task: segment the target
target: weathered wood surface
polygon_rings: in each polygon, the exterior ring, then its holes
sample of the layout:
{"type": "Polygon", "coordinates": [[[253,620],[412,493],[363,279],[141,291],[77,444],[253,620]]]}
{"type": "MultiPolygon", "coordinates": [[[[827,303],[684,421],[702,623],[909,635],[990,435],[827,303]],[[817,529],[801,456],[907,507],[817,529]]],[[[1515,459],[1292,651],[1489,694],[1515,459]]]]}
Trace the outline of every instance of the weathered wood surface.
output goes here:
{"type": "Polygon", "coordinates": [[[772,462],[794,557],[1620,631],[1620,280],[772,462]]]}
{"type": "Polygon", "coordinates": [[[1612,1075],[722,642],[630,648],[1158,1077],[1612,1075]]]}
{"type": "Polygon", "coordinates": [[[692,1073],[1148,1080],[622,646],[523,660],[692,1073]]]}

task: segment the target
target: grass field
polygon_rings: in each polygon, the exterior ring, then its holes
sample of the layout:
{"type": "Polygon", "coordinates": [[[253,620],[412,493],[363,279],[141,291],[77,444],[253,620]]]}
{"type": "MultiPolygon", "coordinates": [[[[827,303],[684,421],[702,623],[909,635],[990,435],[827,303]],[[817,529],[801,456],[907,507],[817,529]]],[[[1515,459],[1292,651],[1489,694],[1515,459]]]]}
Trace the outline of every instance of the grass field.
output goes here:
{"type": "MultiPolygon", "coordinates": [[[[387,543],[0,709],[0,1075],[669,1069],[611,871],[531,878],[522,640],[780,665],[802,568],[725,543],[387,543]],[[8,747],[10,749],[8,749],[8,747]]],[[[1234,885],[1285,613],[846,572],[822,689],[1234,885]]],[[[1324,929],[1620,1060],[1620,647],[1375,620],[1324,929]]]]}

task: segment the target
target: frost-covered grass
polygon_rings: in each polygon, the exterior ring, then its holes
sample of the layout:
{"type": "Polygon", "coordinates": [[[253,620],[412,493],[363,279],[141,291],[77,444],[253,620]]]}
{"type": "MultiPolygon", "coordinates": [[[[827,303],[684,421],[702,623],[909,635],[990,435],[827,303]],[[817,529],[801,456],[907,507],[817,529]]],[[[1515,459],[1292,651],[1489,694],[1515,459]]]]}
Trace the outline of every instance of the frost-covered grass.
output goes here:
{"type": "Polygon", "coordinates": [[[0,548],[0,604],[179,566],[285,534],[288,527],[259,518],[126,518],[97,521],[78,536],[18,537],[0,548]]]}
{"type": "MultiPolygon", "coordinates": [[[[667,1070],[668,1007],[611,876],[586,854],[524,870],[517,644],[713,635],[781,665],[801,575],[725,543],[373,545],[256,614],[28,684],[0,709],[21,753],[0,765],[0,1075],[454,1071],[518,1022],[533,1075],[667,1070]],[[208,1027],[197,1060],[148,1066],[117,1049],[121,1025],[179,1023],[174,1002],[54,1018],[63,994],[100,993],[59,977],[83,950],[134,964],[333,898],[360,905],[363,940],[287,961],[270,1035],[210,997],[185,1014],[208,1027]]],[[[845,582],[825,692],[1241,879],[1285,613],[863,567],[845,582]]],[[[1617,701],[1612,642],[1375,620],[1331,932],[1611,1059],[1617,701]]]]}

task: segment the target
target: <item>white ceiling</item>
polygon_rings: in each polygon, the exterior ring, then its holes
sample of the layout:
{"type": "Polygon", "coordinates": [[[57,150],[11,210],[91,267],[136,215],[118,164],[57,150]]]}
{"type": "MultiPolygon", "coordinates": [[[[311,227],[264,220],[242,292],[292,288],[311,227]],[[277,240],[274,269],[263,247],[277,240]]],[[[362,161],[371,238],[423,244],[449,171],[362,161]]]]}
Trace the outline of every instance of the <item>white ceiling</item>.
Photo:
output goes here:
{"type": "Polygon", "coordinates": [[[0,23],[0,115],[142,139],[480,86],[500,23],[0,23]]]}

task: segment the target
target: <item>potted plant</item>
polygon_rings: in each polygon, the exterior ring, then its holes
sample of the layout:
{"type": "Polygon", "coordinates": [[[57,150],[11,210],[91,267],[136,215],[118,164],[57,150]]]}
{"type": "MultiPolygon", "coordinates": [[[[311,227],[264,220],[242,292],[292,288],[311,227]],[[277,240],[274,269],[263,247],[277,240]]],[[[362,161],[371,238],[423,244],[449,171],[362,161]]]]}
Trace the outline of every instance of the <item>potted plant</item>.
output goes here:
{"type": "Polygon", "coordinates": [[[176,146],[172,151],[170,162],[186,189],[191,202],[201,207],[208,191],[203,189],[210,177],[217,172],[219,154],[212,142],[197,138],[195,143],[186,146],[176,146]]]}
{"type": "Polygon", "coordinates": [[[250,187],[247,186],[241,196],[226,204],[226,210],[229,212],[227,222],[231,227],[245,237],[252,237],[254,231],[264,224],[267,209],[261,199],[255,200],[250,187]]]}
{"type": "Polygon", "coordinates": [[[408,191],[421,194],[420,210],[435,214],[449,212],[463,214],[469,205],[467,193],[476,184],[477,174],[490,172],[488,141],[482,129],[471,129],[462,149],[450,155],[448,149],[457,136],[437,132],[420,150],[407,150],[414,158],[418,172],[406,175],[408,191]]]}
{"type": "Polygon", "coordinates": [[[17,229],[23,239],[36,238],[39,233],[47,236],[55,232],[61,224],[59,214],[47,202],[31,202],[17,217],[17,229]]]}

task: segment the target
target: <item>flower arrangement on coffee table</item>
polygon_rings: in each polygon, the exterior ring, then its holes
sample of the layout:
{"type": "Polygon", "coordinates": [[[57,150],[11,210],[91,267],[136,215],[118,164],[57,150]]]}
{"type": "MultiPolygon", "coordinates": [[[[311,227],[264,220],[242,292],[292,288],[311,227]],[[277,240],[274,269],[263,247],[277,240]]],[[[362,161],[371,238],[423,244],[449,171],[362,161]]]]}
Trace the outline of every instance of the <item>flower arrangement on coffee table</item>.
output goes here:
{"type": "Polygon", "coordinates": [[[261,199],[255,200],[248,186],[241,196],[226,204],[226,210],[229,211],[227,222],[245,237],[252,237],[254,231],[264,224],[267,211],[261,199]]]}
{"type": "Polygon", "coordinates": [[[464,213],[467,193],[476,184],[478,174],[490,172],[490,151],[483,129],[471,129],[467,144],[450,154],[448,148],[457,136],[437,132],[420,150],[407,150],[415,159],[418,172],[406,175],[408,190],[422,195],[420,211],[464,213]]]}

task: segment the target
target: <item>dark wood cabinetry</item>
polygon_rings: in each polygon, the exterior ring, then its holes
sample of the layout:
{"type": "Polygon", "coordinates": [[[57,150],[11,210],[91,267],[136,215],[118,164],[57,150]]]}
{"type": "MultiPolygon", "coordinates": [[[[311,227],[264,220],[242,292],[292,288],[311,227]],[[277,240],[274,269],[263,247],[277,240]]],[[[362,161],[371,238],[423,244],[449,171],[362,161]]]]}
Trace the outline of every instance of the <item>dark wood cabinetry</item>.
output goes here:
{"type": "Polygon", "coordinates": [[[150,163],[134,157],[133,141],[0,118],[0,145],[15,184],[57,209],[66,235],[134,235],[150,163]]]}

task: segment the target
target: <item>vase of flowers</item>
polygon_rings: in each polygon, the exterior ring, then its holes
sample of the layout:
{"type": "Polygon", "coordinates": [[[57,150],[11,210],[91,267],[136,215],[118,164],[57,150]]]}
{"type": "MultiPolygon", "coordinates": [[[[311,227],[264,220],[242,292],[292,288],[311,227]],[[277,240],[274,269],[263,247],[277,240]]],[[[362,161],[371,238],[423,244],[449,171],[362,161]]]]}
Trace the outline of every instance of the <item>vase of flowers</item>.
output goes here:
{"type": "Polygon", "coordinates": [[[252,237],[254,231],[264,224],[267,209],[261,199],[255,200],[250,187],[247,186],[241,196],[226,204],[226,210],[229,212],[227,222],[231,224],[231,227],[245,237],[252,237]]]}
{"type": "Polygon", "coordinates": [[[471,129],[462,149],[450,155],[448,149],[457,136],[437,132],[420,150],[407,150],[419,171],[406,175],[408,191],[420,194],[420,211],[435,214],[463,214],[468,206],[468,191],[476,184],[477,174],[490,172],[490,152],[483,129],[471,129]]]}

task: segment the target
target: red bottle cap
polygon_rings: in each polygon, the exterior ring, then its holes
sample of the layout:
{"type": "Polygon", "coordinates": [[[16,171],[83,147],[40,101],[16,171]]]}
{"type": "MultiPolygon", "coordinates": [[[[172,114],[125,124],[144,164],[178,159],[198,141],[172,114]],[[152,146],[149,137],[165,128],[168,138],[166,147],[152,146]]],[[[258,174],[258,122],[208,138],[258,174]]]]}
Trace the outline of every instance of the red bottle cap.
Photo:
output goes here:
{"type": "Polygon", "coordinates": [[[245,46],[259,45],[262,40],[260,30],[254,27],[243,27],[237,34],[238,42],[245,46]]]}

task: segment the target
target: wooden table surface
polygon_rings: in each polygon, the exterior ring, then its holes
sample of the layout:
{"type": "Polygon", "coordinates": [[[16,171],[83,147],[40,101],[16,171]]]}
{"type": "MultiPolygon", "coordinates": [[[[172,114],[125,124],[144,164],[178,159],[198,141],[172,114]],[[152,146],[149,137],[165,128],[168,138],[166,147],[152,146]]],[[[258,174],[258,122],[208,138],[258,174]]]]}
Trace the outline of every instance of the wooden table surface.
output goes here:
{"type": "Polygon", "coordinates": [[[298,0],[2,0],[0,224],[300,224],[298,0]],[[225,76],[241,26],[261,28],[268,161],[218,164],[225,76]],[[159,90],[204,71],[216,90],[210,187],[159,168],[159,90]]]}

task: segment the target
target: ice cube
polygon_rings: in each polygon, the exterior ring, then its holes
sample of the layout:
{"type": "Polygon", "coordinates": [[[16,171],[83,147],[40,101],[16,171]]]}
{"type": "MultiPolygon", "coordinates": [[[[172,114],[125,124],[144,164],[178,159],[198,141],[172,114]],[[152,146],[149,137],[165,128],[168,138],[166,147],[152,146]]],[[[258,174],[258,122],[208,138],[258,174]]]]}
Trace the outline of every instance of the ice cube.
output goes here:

# What is expected
Copy out precisely the lines from the line with "target: frost-covered grass" to the line with "Trace the outline of every instance of the frost-covered" in the material above, including those two lines and omitting all the rest.

# Written answer
target: frost-covered grass
polygon_rings: in each polygon, the exterior ring, then its holes
sample of the layout:
{"type": "Polygon", "coordinates": [[[253,620],[412,493],[363,279],[141,291],[77,444],[253,620]]]}
{"type": "MultiPolygon", "coordinates": [[[[827,303],[684,421],[702,623],[909,635],[990,435],[827,303]],[[817,529],[801,456],[907,507],[817,529]]],[[[1515,459],[1292,651],[1489,694],[1515,459]]]]}
Trace the outline of every instance of the frost-covered grass.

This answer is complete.